TEXT SHOWN below:
Severe malnutrition is associated with early mortality in HIV-infected African adults starting Antiretroviral Therapy (ART). A trial conducted to test the effect of administration of a high content of vitamins and minerals in a Lipid-based Nutritional Supplement (LNS) on mortality, in malnourished adults referred for ART, showed that changes in serum electrolytes were more strongly associated with mortality than were absolute electrolyte levels.
Malnutrition is a common complication of the Human Immunodeficiency Virus (HIV) infection and it plays an independent role in morbidity and mortality of HIV-infected patients. Severe malnutrition, usually indicated by a low BMI, is associated with disordered metabolism of Sodium (Na), Potassium (K), Phosphate (P), and Magnesium (Mg). Malnourished HIV-infected patients starting antiretroviral therapy are at high risk of early mortality, which may be partly attributed to altered electrolyte metabolism.
The British Journal of Nutrition recently published a study conducted by A. M. Rehman et al. to determine the effects of electrolyte imbalance in malnourished HIV-infected African adults on mortality. They used data from the African Adults Starting Antiretroviral Therapy (NUSTART) trial. Electrolyte-enriched Lipid-based Nutritional Supplement (LNS) were used in this trial to determine the association of baseline and time-varying concentrations of serum phosphate and potassium with mortality within the first 12 weeks of starting Antiretroviral Therapy (ART). NUSTART was an individually randomized, controlled trial that used a two-stage dietary protocol that mimicked nutritional management of malnourished children. The study compared LNS either with (LNS-VM) or without (LNS) high levels of vitamins and minerals among patients who were HIV-positive and malnourished.
Patients were seen weekly from recruitment until the ART start visit, then at 2, 4, 6, 8, and 12 weeks after starting ART. A total of 9096 serum phosphate measurements were taken from 1764 patients and for serum potassium 8773 measures were obtained from 1710 patients (a median of 6 per patient for each).
End of TEXT SHOWN.
ENTRIES PROVIDED below:
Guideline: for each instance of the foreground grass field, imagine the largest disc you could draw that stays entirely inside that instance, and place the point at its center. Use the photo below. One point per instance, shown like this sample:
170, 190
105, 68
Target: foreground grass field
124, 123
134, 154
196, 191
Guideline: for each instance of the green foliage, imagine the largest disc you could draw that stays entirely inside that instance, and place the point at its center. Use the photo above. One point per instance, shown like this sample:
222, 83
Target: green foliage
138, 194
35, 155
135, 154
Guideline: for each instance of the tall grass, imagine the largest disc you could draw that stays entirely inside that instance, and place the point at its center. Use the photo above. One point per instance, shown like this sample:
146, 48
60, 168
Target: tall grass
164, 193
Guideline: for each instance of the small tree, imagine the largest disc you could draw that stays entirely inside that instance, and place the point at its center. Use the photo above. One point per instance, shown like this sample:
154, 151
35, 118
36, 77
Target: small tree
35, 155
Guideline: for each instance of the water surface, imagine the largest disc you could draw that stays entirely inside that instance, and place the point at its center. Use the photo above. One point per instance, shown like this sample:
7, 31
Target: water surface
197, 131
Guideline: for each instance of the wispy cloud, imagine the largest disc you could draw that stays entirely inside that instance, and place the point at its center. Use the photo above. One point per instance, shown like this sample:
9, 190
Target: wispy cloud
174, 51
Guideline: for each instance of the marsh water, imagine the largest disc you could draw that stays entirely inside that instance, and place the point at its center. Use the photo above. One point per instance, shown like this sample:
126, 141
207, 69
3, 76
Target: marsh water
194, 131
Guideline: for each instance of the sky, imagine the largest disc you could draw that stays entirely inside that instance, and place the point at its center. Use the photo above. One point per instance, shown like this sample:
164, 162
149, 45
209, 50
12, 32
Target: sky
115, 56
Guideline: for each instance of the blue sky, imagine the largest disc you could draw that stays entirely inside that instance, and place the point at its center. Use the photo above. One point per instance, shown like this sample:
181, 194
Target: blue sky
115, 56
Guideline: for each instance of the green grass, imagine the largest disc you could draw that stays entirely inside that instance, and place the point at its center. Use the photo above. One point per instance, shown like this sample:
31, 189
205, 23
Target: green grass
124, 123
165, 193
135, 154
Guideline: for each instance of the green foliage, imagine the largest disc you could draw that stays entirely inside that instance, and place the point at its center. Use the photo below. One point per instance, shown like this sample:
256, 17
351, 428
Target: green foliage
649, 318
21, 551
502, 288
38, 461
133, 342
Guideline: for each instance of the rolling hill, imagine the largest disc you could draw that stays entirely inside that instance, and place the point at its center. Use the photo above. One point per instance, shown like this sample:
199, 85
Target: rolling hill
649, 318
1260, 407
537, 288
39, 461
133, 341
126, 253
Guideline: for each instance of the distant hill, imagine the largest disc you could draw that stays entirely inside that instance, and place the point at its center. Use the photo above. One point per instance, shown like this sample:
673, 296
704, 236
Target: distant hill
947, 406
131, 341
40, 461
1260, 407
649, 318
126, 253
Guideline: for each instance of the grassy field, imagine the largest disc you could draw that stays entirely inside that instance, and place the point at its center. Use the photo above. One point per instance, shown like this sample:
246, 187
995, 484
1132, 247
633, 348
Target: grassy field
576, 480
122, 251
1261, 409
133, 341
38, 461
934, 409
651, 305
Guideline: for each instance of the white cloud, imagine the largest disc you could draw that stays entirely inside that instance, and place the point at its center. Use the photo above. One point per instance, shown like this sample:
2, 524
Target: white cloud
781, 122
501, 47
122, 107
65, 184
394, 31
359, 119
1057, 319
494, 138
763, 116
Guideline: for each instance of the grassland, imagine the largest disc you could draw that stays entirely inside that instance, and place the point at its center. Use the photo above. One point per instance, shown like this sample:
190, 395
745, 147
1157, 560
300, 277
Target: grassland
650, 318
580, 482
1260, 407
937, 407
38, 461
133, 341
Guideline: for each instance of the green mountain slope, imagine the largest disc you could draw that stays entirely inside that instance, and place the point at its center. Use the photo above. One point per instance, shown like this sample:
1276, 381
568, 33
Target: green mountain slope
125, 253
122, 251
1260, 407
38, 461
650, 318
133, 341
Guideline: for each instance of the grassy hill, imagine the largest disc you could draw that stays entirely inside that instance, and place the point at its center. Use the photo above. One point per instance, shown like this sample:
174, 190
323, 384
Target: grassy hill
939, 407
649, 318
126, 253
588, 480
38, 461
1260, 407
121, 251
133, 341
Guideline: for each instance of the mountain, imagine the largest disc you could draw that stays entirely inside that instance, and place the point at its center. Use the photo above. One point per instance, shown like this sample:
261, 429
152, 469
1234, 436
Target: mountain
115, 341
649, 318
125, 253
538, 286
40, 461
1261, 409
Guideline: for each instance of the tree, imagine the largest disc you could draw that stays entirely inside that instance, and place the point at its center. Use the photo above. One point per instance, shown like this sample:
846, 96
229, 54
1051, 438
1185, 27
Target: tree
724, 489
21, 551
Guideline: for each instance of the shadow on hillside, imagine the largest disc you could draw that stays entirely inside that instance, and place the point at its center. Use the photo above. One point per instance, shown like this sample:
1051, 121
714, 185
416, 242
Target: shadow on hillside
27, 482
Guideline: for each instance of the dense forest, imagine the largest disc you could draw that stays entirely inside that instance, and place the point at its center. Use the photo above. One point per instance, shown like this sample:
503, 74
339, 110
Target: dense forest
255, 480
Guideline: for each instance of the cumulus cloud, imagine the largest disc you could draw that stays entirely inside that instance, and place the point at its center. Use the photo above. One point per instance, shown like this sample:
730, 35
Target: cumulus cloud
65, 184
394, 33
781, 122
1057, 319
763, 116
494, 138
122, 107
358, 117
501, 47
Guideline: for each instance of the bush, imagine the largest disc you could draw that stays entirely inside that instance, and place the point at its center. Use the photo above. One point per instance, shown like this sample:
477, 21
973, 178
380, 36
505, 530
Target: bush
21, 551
End of ENTRIES PROVIDED.
# TASK BRIEF
Continue the text on electrolyte imbalance and mortality in malnourished HIV-infected adults starting antiretroviral therapy from the point where it stops. The records are not needed.

# RESPONSE AREA
The results from the trial showed that vitamin and mineral fortification of the LNS did not decrease mortality within the first 12 weeks of ART initiation compared with unfortified LNS. The LNS-VM was also associated with increased incidence of both high phosphate and high potassium and decreased incidence of low phosphate. Previous studies have shown an increase in mortality associated with low serum phosphate levels. However, NUSTART trial results found that the association between baseline electrolytes and survival is nonlinear. Furthermore, before starting ART, high rather than low levels of phosphate carried a greater risk of early mortality. In view of these results, a secondary analysis of NUSTART data was carried out that involved a detailed time-course analysis of the effects of the LNS-VM intervention, and on the changes in electrolyte levels in relation to mortality.
The secondary analysis provided a more complete picture of how serum electrolytes change over time and in relation to factors such as diet, tissue catabolism or anabolism, ART and renal function. There was strong evidence that changes in phosphate and potassium over time differed in each trial arm i.e. LNS-VM and LNS. On average, in the LNS-VM arm, values of electrolytes were found to increase up to the ART initiation and then decreased to baseline levels by the end of follow-ups. On the other hand, average values in the LNS arm changed little over the follow-up period. The LNS-VM group clearly demonstrated the added effect of supplementing vitamins and minerals. High levels of potassium were not observed at baseline and during intervention measurements, but the level of phosphate was found to be about twice the Recommended Nutrient Intake (RNI) and much lower than the tolerable upper level. This suggests that malnourished HIV-infected adults have a much lower capacity to metabolize phosphate compared with healthy individuals.
After adjusting for other factors related to mortality, there was some evidence to suggest that time-varying electrolytes affected mortality. These results indicate that changes in serum electrolyte values, rather than the absolute values, are strongly associated with mortality. The changes appear to have the greatest effects for phosphate, and increased supplementary amounts of electrolytes in LNS-VM may have accentuated this effect in the study.
The biggest strengths of this study are the large longitudinal sample size and time-based comparison of results from referral to ART initiation. Despite its strengths, this study suffers from a few limitations, such as the absence of detailed dietary intakes of participants, and the fact that phosphate levels in the supplements used for the study were measured by the manufacturer, not the researchers.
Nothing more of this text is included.